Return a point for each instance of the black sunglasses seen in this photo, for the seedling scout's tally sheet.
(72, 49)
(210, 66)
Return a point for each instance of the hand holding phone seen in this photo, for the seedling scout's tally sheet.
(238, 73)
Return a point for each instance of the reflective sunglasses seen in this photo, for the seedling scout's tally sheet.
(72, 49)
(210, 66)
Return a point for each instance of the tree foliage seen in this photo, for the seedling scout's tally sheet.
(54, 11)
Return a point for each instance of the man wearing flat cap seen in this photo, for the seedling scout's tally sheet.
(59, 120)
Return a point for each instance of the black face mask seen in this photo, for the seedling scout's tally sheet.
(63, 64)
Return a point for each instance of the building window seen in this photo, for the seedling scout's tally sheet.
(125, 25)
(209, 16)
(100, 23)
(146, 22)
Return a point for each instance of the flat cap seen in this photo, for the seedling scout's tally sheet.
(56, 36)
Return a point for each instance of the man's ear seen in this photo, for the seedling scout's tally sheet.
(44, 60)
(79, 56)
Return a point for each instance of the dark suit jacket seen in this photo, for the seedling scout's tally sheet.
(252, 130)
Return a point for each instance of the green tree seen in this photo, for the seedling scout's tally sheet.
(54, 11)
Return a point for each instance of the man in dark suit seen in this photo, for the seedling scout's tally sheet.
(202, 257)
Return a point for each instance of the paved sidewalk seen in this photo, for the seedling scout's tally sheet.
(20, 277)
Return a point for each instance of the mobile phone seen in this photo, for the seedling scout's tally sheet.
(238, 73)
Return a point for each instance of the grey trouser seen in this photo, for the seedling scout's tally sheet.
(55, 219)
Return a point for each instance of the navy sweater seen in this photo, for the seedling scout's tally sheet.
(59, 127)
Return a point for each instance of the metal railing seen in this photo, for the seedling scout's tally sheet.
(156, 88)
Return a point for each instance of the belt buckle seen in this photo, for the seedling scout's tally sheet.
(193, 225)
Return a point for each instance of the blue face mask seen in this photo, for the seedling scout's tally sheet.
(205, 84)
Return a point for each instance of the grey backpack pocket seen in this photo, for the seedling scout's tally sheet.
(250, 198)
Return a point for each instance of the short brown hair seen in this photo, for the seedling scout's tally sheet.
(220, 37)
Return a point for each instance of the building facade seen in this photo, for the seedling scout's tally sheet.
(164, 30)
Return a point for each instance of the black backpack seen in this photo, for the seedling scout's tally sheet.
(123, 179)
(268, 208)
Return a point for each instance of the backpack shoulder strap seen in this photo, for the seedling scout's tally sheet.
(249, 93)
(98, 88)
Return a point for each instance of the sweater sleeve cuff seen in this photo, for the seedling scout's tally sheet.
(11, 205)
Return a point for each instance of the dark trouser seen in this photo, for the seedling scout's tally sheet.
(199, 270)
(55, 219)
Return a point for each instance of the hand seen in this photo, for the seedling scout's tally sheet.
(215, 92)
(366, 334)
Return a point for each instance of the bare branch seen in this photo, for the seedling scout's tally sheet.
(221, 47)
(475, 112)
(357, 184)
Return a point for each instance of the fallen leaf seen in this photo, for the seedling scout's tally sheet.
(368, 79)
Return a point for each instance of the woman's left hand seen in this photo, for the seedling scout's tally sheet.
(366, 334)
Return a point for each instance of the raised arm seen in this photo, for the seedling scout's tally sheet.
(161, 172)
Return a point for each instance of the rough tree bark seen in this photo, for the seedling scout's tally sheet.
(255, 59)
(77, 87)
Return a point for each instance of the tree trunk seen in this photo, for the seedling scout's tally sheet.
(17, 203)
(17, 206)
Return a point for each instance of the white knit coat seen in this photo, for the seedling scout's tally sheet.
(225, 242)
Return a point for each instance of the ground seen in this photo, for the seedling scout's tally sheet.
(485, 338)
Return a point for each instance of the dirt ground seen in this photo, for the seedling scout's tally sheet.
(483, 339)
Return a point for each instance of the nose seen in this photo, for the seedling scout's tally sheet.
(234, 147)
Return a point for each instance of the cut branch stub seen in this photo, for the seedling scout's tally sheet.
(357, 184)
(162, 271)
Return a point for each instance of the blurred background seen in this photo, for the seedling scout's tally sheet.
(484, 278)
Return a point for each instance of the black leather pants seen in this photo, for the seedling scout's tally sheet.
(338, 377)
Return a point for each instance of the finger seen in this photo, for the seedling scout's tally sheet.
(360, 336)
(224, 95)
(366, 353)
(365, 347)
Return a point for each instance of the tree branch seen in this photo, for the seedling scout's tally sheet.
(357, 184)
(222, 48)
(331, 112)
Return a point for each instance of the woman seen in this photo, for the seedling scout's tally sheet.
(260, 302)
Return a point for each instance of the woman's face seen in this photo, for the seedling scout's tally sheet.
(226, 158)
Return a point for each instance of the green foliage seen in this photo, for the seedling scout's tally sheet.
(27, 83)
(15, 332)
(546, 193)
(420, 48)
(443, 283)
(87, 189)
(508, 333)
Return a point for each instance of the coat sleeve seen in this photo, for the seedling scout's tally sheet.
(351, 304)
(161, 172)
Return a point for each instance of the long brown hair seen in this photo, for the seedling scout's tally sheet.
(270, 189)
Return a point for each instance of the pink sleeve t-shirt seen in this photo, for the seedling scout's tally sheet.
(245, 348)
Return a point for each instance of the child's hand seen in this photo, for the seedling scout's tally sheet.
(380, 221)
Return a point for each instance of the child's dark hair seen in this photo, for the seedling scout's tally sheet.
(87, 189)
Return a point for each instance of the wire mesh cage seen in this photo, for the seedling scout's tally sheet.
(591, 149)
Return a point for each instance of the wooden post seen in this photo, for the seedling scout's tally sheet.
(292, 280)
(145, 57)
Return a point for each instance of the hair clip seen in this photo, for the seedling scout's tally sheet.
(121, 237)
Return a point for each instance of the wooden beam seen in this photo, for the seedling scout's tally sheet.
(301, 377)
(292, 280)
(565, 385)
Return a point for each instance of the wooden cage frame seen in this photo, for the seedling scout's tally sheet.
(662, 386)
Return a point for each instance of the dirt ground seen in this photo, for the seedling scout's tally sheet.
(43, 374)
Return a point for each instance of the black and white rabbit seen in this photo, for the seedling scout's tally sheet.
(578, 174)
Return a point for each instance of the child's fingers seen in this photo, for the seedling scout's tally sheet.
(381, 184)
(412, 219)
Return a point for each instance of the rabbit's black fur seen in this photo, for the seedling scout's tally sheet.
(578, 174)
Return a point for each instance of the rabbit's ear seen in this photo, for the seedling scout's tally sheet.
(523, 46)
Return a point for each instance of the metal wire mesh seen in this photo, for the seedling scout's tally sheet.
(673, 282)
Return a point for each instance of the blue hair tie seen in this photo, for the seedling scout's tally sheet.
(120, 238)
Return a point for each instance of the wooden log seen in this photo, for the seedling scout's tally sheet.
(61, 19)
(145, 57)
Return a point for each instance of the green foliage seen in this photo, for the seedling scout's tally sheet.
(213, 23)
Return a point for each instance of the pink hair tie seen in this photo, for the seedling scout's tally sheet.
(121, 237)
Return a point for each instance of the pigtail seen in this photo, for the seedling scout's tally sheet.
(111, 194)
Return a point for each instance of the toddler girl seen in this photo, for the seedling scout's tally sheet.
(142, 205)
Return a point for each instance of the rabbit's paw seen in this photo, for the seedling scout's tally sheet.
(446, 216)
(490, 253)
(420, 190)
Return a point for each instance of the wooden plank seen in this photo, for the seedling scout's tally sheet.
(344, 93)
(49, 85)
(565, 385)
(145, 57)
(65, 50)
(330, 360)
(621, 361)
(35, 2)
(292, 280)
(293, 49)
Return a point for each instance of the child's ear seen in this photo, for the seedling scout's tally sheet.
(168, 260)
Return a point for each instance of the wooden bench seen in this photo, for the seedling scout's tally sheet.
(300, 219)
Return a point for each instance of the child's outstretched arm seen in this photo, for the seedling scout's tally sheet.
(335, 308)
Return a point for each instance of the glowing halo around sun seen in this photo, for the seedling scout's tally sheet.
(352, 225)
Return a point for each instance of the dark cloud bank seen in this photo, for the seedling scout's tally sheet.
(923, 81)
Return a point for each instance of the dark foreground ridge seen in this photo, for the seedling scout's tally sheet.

============================================================

**Required action**:
Print the line with "Return a point for each instance of the child's outstretched" and every line after it in the entries above, exactly as written. Leave out all other lines.

**Worked solution**:
Return a point for each instance of the child's outstretched arm seen in this photo, for the seedling scout's tally sheet.
(335, 308)
Return a point for each instance of the glowing halo around sun seen in this photo, for the seedling scout's tally sheet.
(352, 225)
Return a point for each instance of the dark cloud bank seen in this photo, for the seedling scout's tally sheet.
(923, 81)
Return a point for each instance of the dark foreground ridge seen in this photo, for the seedling scout's tally sheet.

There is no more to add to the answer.